Exercise task: Transcribe the records line for line, from the line with "-- select a point on the window, one" up to and including the line with "[(286, 240), (346, 213), (221, 221)]".

Begin

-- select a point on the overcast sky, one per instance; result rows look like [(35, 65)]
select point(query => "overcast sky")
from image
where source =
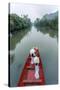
[(33, 10)]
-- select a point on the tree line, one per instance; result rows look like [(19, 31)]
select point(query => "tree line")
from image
[(17, 23), (53, 23)]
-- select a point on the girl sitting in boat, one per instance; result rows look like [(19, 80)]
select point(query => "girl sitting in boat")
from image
[(35, 61)]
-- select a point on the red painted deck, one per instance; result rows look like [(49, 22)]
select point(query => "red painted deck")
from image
[(27, 76)]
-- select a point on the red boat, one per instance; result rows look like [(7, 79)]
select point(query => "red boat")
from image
[(27, 76)]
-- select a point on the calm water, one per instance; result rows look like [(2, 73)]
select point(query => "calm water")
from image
[(47, 43)]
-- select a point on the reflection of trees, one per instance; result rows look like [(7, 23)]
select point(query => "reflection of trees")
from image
[(52, 33), (17, 36)]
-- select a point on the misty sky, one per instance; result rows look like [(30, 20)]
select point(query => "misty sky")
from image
[(33, 10)]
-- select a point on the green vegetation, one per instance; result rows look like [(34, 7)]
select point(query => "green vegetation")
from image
[(51, 23), (18, 23)]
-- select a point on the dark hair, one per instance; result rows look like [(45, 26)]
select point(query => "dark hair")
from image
[(33, 55)]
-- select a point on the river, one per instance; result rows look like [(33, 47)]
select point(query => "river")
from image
[(47, 43)]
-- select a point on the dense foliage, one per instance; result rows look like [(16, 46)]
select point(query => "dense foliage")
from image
[(17, 23), (53, 24)]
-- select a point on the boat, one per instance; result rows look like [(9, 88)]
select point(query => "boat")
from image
[(27, 75)]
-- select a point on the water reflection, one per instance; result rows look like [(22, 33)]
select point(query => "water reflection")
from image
[(48, 49), (17, 36)]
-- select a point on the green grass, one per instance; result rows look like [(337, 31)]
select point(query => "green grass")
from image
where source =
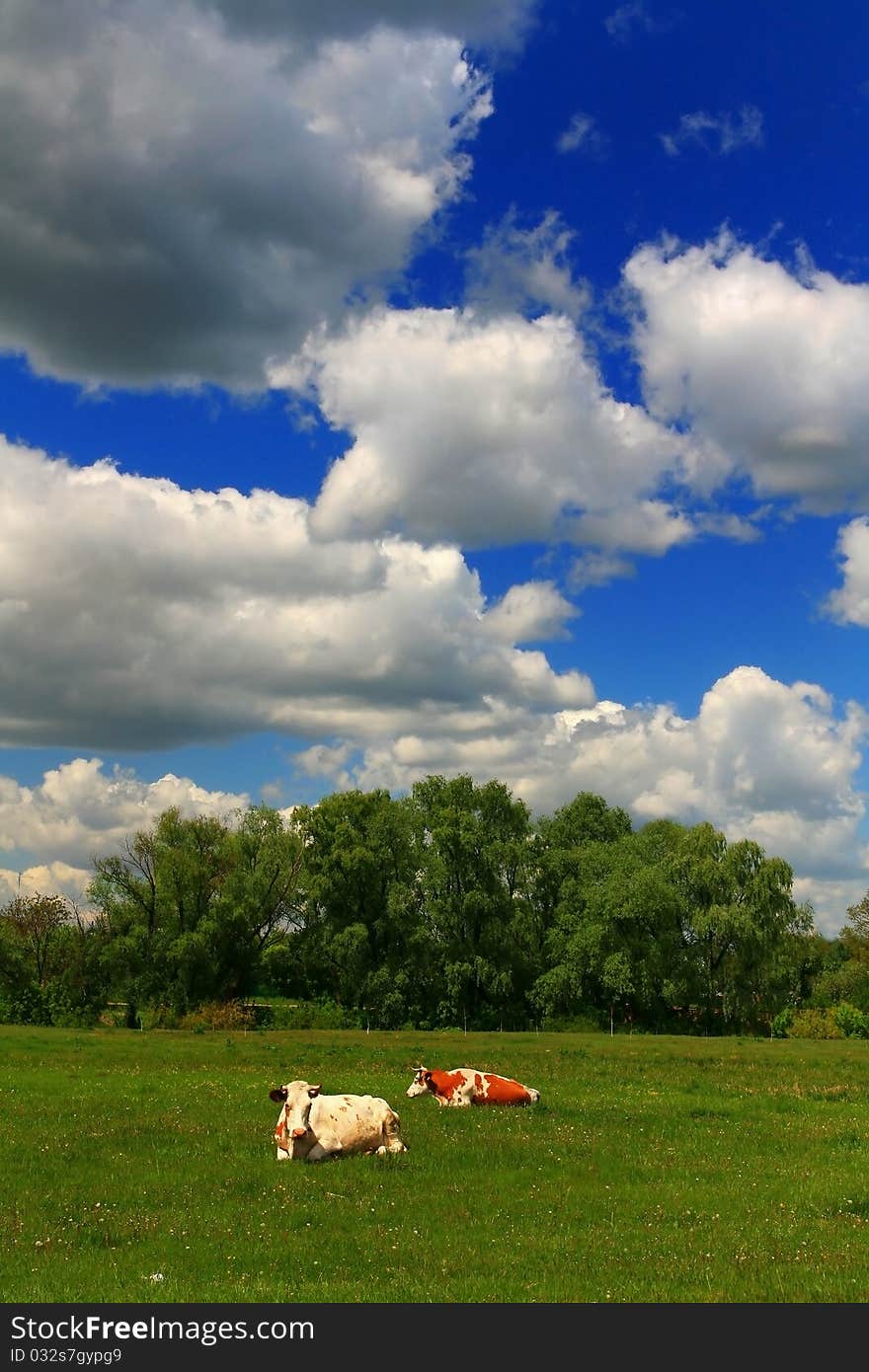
[(655, 1169)]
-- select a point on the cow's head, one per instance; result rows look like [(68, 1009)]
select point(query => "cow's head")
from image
[(294, 1119), (422, 1082)]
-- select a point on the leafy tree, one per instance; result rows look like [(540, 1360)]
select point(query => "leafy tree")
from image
[(191, 904), (472, 861), (739, 914)]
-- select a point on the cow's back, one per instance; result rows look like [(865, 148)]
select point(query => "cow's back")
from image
[(488, 1088), (356, 1124)]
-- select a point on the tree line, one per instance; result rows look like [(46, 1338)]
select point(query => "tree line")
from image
[(445, 907)]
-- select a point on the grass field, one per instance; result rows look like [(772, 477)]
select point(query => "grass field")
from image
[(140, 1168)]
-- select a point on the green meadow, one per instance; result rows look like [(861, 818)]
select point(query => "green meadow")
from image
[(140, 1168)]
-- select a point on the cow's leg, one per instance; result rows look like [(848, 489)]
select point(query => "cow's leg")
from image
[(391, 1136), (319, 1153)]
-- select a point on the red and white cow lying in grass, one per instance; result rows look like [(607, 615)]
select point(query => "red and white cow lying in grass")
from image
[(315, 1126), (468, 1087)]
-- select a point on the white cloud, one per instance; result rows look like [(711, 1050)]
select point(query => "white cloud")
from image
[(597, 570), (850, 602), (80, 811), (53, 878), (484, 429), (534, 609), (189, 187), (141, 615), (760, 759), (633, 17), (769, 368), (720, 133), (524, 269), (583, 134)]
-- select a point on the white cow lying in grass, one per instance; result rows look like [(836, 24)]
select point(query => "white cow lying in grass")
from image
[(315, 1126)]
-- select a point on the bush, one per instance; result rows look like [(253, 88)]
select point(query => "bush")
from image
[(853, 1023), (312, 1014), (815, 1024), (228, 1014)]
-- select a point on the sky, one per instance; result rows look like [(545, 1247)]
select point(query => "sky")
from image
[(464, 386)]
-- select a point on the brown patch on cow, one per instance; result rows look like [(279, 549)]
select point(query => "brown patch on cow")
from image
[(503, 1091)]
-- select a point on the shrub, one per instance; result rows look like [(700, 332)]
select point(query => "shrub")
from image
[(853, 1023), (228, 1014), (815, 1024)]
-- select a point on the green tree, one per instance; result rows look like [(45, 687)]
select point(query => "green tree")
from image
[(472, 862), (741, 915), (191, 904)]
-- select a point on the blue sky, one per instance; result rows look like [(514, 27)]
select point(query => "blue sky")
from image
[(453, 387)]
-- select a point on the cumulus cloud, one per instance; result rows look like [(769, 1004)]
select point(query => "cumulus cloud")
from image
[(632, 18), (720, 133), (762, 759), (583, 134), (485, 428), (531, 611), (767, 366), (190, 187), (141, 615), (500, 24), (80, 811), (524, 269), (850, 602)]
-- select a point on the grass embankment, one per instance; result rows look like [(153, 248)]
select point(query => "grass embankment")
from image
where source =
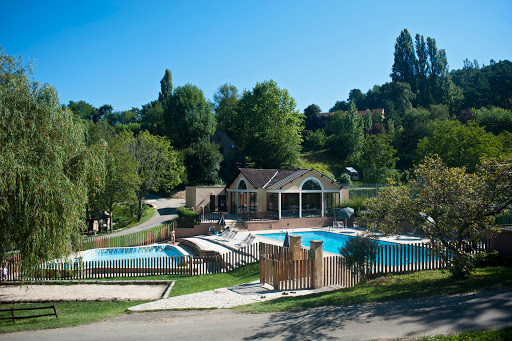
[(418, 284), (70, 314), (484, 335), (75, 313)]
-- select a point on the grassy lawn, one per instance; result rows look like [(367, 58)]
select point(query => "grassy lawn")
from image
[(484, 335), (70, 314), (418, 284)]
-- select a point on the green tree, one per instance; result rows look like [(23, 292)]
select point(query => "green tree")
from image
[(269, 126), (121, 177), (83, 110), (157, 165), (457, 144), (494, 120), (378, 159), (449, 206), (43, 168), (153, 118), (404, 65), (165, 88), (225, 102), (202, 162), (345, 134), (188, 117), (314, 120)]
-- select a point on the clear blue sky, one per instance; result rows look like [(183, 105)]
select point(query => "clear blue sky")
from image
[(116, 53)]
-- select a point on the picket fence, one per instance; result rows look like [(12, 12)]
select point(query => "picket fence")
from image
[(182, 265), (279, 270)]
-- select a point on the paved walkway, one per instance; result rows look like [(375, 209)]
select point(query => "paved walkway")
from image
[(164, 213), (406, 318), (225, 297)]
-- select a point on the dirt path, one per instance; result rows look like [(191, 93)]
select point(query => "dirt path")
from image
[(80, 292)]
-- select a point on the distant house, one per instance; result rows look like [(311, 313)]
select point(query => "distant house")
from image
[(378, 112), (234, 157)]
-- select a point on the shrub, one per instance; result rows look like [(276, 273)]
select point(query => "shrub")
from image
[(184, 212), (488, 258)]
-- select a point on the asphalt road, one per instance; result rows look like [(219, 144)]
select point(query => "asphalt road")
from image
[(165, 212), (400, 318)]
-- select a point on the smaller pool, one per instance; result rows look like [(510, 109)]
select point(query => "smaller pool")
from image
[(121, 253)]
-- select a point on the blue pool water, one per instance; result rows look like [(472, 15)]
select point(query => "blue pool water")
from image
[(333, 241), (160, 251)]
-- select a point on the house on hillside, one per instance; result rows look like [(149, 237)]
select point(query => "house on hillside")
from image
[(292, 197)]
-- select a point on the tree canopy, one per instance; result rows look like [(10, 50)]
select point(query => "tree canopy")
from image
[(188, 117), (451, 207), (44, 163), (270, 126)]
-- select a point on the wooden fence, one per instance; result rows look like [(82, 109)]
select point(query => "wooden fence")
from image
[(13, 316), (279, 270), (182, 265)]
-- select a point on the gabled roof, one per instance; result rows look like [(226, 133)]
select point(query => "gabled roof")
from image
[(272, 178)]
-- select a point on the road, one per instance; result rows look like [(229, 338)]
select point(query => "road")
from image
[(401, 318), (165, 212)]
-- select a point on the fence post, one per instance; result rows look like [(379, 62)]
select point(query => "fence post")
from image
[(316, 254)]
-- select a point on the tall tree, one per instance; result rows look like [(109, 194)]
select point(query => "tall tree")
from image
[(225, 102), (346, 134), (165, 88), (202, 162), (314, 120), (450, 207), (157, 165), (459, 145), (43, 168), (188, 117), (269, 126)]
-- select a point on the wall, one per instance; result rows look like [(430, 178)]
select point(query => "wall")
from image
[(198, 196), (202, 228), (503, 243), (295, 223)]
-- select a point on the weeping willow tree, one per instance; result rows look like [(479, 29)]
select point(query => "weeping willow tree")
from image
[(44, 169)]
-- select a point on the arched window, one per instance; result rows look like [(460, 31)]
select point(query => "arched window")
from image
[(242, 185), (311, 185)]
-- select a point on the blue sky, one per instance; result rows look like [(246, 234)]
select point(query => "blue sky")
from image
[(116, 52)]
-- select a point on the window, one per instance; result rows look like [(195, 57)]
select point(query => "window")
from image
[(242, 185), (311, 185)]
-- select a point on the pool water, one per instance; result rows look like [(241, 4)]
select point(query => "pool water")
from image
[(159, 251), (333, 241)]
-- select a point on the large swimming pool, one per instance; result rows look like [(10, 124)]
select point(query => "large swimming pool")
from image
[(333, 241), (121, 253)]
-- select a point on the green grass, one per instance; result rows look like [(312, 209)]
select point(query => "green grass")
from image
[(123, 217), (482, 335), (418, 284), (70, 314), (190, 284)]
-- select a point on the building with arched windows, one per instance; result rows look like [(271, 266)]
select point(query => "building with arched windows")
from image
[(281, 194)]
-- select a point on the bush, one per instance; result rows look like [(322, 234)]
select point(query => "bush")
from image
[(488, 258), (360, 253), (184, 212)]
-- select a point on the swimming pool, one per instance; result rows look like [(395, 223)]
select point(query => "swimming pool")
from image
[(122, 253), (333, 241)]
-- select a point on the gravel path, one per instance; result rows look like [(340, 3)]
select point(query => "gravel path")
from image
[(80, 292)]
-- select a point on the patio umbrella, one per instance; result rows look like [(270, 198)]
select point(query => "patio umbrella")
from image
[(286, 240), (346, 213), (221, 221)]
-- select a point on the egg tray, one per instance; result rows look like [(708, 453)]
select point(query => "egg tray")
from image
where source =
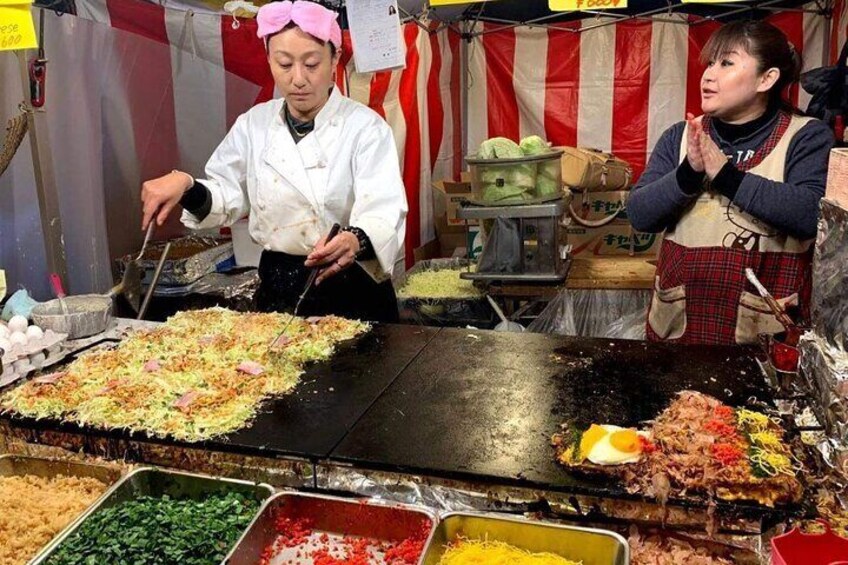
[(20, 362)]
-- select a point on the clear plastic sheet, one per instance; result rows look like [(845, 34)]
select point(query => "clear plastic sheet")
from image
[(595, 313), (825, 370), (447, 312), (830, 275)]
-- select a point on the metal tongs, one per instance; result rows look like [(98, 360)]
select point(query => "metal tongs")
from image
[(334, 231), (793, 332)]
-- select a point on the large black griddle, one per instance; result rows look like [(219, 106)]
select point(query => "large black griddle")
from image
[(482, 406), (308, 422), (475, 406)]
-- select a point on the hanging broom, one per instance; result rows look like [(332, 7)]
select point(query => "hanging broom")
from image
[(16, 129)]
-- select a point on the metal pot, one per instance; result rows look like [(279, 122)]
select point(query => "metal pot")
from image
[(77, 316)]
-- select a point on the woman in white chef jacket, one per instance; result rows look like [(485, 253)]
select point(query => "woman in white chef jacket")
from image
[(298, 167)]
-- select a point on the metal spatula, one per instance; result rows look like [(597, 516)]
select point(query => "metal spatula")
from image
[(130, 285), (275, 345), (793, 332)]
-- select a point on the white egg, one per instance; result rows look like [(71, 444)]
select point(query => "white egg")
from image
[(38, 360), (18, 324), (34, 332), (19, 338), (603, 452)]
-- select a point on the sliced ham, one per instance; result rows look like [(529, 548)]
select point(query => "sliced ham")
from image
[(281, 341), (185, 400), (50, 378), (250, 368), (109, 386)]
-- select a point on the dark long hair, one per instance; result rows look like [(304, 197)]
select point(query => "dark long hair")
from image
[(765, 43)]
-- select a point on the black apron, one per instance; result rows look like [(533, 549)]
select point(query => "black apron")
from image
[(351, 294)]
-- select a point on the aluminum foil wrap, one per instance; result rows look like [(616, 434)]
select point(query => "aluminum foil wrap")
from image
[(190, 258), (830, 275), (234, 286)]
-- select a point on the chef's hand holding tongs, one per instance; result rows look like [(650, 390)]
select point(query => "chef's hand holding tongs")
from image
[(160, 196), (335, 255)]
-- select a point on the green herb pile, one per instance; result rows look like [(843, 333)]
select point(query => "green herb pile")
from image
[(160, 530)]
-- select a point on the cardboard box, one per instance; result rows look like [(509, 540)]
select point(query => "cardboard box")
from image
[(612, 239), (837, 177), (595, 206), (447, 195)]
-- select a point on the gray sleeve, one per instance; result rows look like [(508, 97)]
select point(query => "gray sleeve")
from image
[(657, 201), (792, 206)]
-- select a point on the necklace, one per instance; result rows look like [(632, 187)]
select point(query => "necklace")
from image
[(293, 126)]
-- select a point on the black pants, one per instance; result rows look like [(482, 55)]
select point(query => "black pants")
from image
[(351, 294)]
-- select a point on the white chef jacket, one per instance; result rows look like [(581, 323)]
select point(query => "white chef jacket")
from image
[(345, 171)]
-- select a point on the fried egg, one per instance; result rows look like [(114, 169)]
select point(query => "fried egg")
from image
[(612, 445)]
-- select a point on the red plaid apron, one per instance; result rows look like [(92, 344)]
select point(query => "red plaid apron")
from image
[(701, 293)]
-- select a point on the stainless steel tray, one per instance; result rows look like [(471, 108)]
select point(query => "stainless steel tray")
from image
[(159, 482), (585, 545), (17, 465), (333, 516)]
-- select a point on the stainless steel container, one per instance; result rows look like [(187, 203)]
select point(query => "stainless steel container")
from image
[(77, 316), (159, 482), (19, 465), (333, 516), (584, 545)]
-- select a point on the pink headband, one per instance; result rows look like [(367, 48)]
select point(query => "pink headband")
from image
[(314, 19)]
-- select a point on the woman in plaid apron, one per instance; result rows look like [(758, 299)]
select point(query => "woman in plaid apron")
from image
[(733, 189)]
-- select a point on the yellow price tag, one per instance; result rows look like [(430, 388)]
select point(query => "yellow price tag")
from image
[(579, 5), (17, 30), (434, 3)]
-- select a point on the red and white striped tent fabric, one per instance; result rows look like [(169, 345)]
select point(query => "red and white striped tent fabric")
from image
[(615, 87)]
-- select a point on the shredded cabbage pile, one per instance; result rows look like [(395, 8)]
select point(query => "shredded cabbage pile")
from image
[(443, 283), (186, 378)]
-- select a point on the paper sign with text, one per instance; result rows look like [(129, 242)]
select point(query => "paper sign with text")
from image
[(577, 5), (376, 35), (16, 27)]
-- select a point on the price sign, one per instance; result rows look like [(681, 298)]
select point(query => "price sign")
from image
[(580, 5), (17, 30), (436, 3)]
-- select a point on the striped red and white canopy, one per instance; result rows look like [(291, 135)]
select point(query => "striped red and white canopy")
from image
[(615, 87)]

End

Result for this task:
-- select a point on the window, one per instance; result rows look like [(195, 57)]
select point(query => "window")
from image
[(242, 185), (311, 185)]
-- select a point on the pool water, one per instance; result rows look like [(241, 4)]
select point(query => "pool water")
from image
[(159, 251), (333, 241)]
-- select a point on the large swimming pool, one per instance; result rows look like [(10, 124)]
select point(query => "large swimming pool")
from image
[(333, 241), (121, 253)]
-- select a point on the green grass, one per instance; result rows look like [(312, 209)]
select point(query => "green grass")
from image
[(123, 217), (482, 335), (418, 284), (70, 314), (190, 284)]
-- select a point on the building with arched windows, one per instance; result rows look like [(271, 266)]
select point(query => "building with arched windows")
from image
[(281, 194)]
-- select a point on the bush, one per instance; result rows look like [(322, 234)]
select point(query => "bush")
from image
[(488, 258), (360, 253), (184, 212)]
-- select a point on the swimming pool, one per instance; result rows look like [(395, 223)]
select point(query => "swimming pool")
from image
[(122, 253), (333, 241)]
-- select a point on the gravel path, one per instance; result rows look like [(340, 3)]
select point(query => "gravel path")
from image
[(80, 292)]
-- select a point on the patio umbrella, one per instance; result rows look like [(270, 198)]
select point(query => "patio umbrella")
from image
[(286, 240), (346, 213), (221, 221)]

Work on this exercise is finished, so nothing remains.